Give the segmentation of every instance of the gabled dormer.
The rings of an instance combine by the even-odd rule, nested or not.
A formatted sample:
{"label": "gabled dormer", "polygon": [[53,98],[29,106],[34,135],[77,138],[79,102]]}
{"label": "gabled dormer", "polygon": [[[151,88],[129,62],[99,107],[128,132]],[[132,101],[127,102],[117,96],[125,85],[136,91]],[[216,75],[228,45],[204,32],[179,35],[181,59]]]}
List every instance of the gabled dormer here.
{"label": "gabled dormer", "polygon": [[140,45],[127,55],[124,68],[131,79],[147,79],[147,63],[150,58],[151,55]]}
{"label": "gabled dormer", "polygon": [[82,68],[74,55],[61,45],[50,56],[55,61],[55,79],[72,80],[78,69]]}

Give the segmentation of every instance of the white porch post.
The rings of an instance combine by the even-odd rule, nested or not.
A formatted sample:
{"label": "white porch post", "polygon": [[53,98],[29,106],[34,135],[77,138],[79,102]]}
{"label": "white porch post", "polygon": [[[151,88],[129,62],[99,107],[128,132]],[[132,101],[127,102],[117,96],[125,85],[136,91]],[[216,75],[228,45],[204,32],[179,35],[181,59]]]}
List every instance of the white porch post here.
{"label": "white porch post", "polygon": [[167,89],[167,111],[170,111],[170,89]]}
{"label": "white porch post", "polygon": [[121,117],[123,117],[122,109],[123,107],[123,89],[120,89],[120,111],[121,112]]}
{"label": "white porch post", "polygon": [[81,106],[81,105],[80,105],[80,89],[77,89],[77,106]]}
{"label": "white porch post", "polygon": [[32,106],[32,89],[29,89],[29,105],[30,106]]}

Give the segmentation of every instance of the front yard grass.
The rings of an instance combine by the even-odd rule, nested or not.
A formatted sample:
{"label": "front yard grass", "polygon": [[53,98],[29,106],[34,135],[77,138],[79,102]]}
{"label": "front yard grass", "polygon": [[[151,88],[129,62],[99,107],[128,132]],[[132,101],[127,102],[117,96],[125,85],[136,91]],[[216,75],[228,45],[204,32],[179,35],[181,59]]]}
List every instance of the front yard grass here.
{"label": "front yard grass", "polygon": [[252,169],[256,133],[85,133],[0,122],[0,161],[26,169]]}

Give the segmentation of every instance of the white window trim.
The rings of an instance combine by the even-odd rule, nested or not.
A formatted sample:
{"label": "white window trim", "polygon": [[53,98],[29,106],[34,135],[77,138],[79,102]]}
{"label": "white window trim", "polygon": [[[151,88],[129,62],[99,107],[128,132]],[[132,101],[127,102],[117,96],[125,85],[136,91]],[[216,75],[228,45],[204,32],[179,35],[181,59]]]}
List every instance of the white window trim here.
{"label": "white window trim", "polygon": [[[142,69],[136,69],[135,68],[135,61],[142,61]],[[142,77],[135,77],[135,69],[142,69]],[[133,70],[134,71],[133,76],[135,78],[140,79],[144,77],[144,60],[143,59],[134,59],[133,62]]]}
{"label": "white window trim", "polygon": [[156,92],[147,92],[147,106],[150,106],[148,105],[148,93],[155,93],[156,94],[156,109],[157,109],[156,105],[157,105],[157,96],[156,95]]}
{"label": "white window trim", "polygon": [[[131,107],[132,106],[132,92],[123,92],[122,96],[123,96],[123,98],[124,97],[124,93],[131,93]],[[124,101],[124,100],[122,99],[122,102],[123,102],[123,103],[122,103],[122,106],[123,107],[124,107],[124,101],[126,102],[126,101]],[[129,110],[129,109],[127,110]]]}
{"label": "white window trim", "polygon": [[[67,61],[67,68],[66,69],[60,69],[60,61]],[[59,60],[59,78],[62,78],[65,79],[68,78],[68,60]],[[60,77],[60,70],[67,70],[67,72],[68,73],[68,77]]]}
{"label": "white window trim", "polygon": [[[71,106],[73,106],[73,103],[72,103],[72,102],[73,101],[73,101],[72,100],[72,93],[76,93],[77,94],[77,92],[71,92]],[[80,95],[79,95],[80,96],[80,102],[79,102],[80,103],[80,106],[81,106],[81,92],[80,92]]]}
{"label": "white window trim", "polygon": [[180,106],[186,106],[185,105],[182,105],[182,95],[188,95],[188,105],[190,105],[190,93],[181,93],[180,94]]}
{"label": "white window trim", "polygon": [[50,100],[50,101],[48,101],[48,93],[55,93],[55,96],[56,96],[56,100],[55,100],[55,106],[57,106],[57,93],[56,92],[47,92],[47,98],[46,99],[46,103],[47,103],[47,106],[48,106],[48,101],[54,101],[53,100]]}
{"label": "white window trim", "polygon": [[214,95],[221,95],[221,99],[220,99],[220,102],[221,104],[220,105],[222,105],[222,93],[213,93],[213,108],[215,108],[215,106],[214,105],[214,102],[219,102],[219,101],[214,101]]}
§ §
Lay out every line of the entries above as a Markdown table with the columns "Row" and "Line", numbering each nonblank line in order and skipping the blank ones.

| Row | Line |
|---|---|
| 1 | Give the segmentation of every instance of the gabled dormer. |
| 2 | The rings of an instance combine by the even-odd rule, nested or not. |
| 3 | A formatted sample: |
| 4 | {"label": "gabled dormer", "polygon": [[53,98],[29,106],[34,135],[77,138],[79,102]]} |
| 5 | {"label": "gabled dormer", "polygon": [[[151,88],[129,62],[99,107],[128,132]],[[132,101],[127,102],[117,96],[125,85],[136,91]],[[216,75],[228,45],[204,32],[179,35],[181,59]]]} |
| 6 | List every instance of the gabled dormer here. |
| 7 | {"label": "gabled dormer", "polygon": [[140,45],[127,55],[124,68],[131,79],[147,79],[147,63],[150,58],[151,55]]} |
| 8 | {"label": "gabled dormer", "polygon": [[82,68],[74,55],[61,45],[50,56],[55,61],[55,79],[72,80],[78,69]]} |
| 9 | Give the segmentation of every instance of the white porch post. |
| 10 | The rings of an instance combine by the even-odd rule, nested or not. |
| 11 | A formatted sample: |
| 12 | {"label": "white porch post", "polygon": [[53,98],[29,106],[34,135],[77,138],[79,102]]} |
| 13 | {"label": "white porch post", "polygon": [[[151,88],[129,62],[99,107],[128,132]],[[132,101],[127,102],[117,96],[125,85],[136,91]],[[216,75],[228,45],[204,32],[179,35],[181,59]]]} |
| 14 | List every instance of the white porch post here. |
| 15 | {"label": "white porch post", "polygon": [[167,89],[167,111],[170,111],[170,89]]} |
| 16 | {"label": "white porch post", "polygon": [[121,117],[123,117],[122,109],[123,107],[123,89],[120,89],[120,111],[121,112]]} |
| 17 | {"label": "white porch post", "polygon": [[81,106],[81,105],[80,105],[80,89],[77,89],[77,106]]} |
| 18 | {"label": "white porch post", "polygon": [[32,106],[32,89],[29,89],[29,105],[30,106]]} |
| 19 | Give the segmentation of every instance of the front yard grass. |
| 20 | The rings of an instance combine by the even-odd rule, nested or not. |
| 21 | A formatted sample: |
| 22 | {"label": "front yard grass", "polygon": [[53,98],[29,106],[34,135],[77,138],[79,102]]} |
| 23 | {"label": "front yard grass", "polygon": [[[151,88],[129,62],[99,107],[128,132]],[[132,101],[127,102],[117,96],[125,85],[136,91]],[[216,75],[228,45],[204,32],[179,35],[181,59]]]} |
| 24 | List every instance of the front yard grass here. |
| 25 | {"label": "front yard grass", "polygon": [[252,169],[256,133],[85,133],[0,122],[0,161],[26,169]]} |
| 26 | Give the segmentation of every instance of the white window trim. |
| 27 | The rings of an instance combine by the even-odd rule, nested or not. |
| 28 | A formatted sample: |
| 29 | {"label": "white window trim", "polygon": [[53,98],[29,106],[34,135],[77,138],[79,102]]} |
| 30 | {"label": "white window trim", "polygon": [[[151,88],[129,62],[99,107],[128,132]],[[132,101],[127,102],[117,96],[125,85],[136,91]],[[216,75],[228,45],[204,32],[179,35],[181,59]]]} |
| 31 | List every instance of the white window trim here. |
| 32 | {"label": "white window trim", "polygon": [[[142,69],[136,69],[135,68],[135,61],[142,61]],[[142,77],[135,77],[135,69],[142,69]],[[133,70],[134,71],[133,76],[135,78],[140,79],[144,77],[144,60],[143,59],[134,59],[133,62]]]} |
| 33 | {"label": "white window trim", "polygon": [[156,92],[147,92],[147,106],[150,106],[148,105],[148,93],[155,93],[156,94],[156,109],[157,109],[156,105],[157,105],[157,96],[156,95]]} |
| 34 | {"label": "white window trim", "polygon": [[[131,107],[132,106],[132,92],[123,92],[122,96],[123,96],[123,98],[124,97],[124,93],[131,93]],[[124,101],[124,100],[122,99],[122,102],[123,102],[123,103],[122,103],[122,106],[123,107],[124,107],[124,101],[126,102],[126,101]],[[129,110],[129,109],[127,110]]]} |
| 35 | {"label": "white window trim", "polygon": [[[67,61],[67,68],[66,69],[60,69],[60,61]],[[59,60],[59,78],[62,78],[65,79],[68,78],[68,60]],[[60,77],[60,70],[67,70],[67,72],[68,73],[68,77]]]} |
| 36 | {"label": "white window trim", "polygon": [[[71,106],[73,106],[73,103],[72,103],[72,102],[73,101],[73,101],[72,100],[72,93],[76,93],[77,94],[77,92],[71,92]],[[80,95],[79,95],[80,96],[80,102],[79,102],[80,103],[80,106],[81,106],[81,92],[80,92]]]} |
| 37 | {"label": "white window trim", "polygon": [[180,106],[186,106],[185,105],[182,105],[182,95],[188,95],[188,105],[190,105],[190,93],[181,93],[180,94]]} |
| 38 | {"label": "white window trim", "polygon": [[50,100],[50,101],[48,101],[48,93],[55,93],[55,96],[56,96],[56,100],[55,100],[55,106],[57,106],[57,93],[56,92],[47,92],[47,98],[46,99],[46,103],[47,103],[47,106],[48,106],[48,101],[54,101],[53,100]]} |
| 39 | {"label": "white window trim", "polygon": [[214,95],[221,95],[221,99],[220,99],[220,102],[221,104],[220,105],[222,105],[222,93],[213,93],[213,108],[215,108],[215,106],[214,105],[214,102],[219,102],[219,101],[214,101]]} |